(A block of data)
──────────

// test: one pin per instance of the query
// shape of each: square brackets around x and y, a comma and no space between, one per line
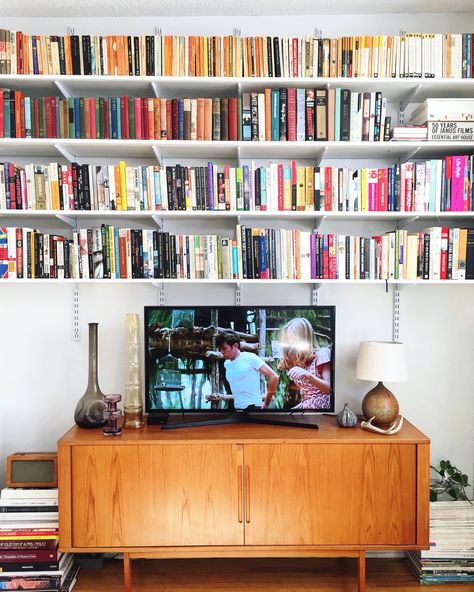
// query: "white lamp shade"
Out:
[381,361]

──────────

> [Task directions] Convert the lines above into a JSON list of strings, one string per line, skipping blank lines. Leave the picture out.

> [Right answer]
[
  "// test: one pin per instance of the query",
  "// shape of each: square brackets around x and y, a comma and no space between, one per line",
  "// query: \"white lamp shade\"",
  "Out:",
  "[381,361]"
]